(Excerpts from a dataset on pointing at objects)
## begin

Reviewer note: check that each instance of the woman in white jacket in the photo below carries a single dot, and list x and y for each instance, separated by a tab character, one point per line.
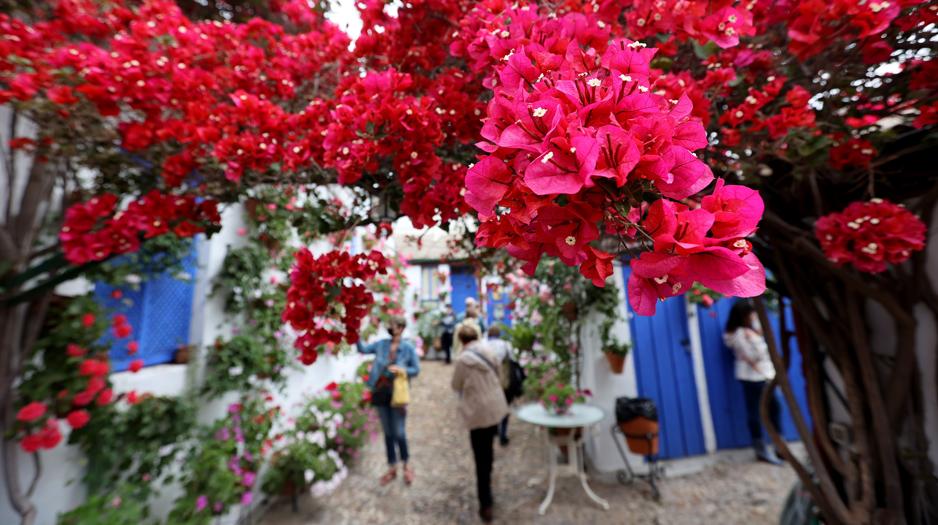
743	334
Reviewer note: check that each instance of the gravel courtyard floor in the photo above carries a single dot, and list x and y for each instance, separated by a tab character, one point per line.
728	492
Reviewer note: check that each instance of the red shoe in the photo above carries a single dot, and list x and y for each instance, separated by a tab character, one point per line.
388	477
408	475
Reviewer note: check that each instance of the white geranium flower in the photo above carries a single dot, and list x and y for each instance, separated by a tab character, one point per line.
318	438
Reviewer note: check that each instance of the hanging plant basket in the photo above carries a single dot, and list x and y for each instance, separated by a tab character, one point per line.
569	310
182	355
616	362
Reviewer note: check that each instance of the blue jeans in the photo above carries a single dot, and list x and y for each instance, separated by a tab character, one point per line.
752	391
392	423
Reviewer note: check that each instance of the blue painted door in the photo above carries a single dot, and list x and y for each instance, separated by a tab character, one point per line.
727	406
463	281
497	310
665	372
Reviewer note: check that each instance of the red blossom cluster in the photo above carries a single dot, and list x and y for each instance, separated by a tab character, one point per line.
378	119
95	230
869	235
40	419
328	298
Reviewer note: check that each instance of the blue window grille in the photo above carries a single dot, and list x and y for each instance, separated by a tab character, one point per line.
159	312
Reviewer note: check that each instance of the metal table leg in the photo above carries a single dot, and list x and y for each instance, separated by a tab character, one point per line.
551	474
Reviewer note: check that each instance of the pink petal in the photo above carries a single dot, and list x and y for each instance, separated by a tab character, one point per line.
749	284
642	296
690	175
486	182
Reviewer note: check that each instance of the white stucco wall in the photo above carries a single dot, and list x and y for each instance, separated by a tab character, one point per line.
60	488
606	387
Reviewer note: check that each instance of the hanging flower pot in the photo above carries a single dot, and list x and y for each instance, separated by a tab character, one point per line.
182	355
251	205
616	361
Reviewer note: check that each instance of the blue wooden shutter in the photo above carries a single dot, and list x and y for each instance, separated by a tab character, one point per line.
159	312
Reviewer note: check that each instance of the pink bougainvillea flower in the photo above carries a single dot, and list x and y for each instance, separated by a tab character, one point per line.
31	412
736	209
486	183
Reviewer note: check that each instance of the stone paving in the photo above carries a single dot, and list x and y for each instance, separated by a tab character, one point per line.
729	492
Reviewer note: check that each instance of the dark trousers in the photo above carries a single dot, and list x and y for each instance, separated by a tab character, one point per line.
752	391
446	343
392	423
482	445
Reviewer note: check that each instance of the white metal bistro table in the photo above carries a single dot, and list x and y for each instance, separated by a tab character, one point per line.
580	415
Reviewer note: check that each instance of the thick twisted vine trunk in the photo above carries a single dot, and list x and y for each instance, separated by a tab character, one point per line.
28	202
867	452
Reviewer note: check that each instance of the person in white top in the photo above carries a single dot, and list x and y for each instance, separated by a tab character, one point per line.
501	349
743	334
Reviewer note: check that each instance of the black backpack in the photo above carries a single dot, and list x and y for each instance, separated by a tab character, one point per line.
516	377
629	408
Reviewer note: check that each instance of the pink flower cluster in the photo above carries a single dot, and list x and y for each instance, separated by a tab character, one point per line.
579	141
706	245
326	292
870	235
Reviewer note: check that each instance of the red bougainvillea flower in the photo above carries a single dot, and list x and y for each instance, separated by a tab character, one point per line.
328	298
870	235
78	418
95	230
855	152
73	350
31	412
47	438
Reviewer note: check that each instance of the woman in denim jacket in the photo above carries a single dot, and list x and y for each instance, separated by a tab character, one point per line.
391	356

## end

Exercise instructions
For the part of the records that opens with the line containing "Reviewer note: check that each instance of the red bougainvillea" and runs through the end of the records, rewrite every line, requests included, with each coordinate in the answers scaled by 1.45 and rounded to a whole number, halves rounded up. Give only those lines.

Answer
Reviewer note: check that each instance of the red bougainvillea flower in the photo above carries a single dot, and list x and y for each instance, separated by a tab character, one point per line.
476	432
1262	341
113	606
138	334
1240	220
106	508
45	597
68	635
Reviewer note: check that each instance of the woman in denim jacket in the photo above carries a single dot, and list x and y for each instance, separated by a tab character, one point per line.
567	516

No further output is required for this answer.